What is required
Write out only the lines of the entries below, starting with the line with "Task: Where can the brick" and going on through the line with "[[887, 332]]", and keep every line in full. Scale each point coordinate by 1.05 and round to a whole number, with halves rounded up, and leave all other wording and numbers unchanged.

Point annotation dataset entries
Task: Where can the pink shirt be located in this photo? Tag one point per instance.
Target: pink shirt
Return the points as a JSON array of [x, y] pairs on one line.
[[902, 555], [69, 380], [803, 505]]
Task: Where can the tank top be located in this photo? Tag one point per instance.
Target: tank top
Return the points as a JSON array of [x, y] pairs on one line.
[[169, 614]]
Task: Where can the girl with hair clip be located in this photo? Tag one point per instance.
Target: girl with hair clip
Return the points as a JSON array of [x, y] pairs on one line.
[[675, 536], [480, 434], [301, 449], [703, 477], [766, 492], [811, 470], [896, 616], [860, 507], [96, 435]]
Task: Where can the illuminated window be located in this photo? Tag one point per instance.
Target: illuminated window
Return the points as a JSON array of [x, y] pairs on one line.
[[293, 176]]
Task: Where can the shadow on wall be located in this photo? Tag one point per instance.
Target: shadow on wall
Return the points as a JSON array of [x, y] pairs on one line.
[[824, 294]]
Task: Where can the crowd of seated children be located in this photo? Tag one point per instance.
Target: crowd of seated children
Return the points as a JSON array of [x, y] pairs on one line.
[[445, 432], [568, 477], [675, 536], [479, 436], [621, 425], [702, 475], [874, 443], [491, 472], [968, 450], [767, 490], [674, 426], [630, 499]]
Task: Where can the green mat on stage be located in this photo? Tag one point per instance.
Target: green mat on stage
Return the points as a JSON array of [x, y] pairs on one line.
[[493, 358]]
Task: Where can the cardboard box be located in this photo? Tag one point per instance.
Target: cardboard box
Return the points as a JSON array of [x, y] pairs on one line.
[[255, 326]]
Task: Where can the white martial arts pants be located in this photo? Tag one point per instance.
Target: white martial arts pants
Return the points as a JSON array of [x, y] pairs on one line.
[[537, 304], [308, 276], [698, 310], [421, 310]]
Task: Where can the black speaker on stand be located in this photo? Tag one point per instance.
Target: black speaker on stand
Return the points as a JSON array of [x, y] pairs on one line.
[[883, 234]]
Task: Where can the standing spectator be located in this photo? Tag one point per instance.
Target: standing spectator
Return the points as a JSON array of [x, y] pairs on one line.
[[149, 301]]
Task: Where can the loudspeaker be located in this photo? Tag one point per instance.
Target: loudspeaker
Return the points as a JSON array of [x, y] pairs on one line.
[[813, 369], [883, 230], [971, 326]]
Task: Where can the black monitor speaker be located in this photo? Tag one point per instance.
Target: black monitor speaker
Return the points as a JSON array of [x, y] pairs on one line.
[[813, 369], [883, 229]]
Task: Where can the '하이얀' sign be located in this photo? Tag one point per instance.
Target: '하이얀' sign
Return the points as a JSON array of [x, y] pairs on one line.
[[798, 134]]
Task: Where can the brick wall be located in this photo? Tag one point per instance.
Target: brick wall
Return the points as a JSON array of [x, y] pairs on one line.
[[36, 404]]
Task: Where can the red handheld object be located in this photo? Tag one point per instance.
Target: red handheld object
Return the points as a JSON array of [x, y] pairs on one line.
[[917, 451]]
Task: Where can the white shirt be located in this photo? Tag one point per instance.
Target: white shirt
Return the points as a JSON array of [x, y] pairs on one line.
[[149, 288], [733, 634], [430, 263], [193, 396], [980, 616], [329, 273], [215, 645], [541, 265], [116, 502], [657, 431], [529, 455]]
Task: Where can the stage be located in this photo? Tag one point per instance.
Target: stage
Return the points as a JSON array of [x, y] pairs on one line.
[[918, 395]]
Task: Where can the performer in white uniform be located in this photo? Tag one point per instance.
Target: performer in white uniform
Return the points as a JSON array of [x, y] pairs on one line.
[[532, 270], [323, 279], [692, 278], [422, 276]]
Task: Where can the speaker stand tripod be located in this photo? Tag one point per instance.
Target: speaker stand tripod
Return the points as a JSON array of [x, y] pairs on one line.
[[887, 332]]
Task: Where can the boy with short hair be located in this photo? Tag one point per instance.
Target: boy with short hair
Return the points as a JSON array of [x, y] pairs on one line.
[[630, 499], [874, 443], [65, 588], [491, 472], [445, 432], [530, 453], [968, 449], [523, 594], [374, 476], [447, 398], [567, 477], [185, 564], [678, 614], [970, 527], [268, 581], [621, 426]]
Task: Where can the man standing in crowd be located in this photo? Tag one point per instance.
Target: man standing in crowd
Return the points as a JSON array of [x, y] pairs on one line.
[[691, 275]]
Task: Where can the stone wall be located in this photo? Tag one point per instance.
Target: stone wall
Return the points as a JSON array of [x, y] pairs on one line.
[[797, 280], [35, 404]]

Expected answer
Task: Where can the brick wall be located in this photo? Tag one point per instance.
Target: brick wall
Return the points as a JSON array of [x, y] pairs on one line.
[[38, 424]]
Task: Where can the red handheld object be located in this photo? Tag one point per instance.
Target: red handheld object
Return the points as a JSON array of [x, y] pairs on one line.
[[963, 474]]
Task: Where can the white shirt be located in this photo? Tag one point per instance.
Target: white shirt
Return the points as a JSON array of [x, y] pairs on one line.
[[156, 302], [770, 666], [452, 276], [203, 416], [1029, 647], [345, 287], [226, 677], [568, 278], [122, 527], [690, 453], [555, 478]]
Task: Where can the stage be located in this photo? Tag one point per instance.
Target: stage
Return the points as a JSON array of [x, y] pairs on one line.
[[964, 415]]
Task: Where can the performer in white uniform be located in this photo? Tag one point per instance.
Target: performer in white uniform
Return the points as a JSON array of [x, y] pairs on one line.
[[559, 284], [339, 293], [727, 292], [443, 290]]
Task: Where can the speaker stand tripod be located in this photo? Tag one point per instance.
Target: speaker stand tripod
Return the points as a JSON array of [x, y] pairs on one line.
[[931, 349]]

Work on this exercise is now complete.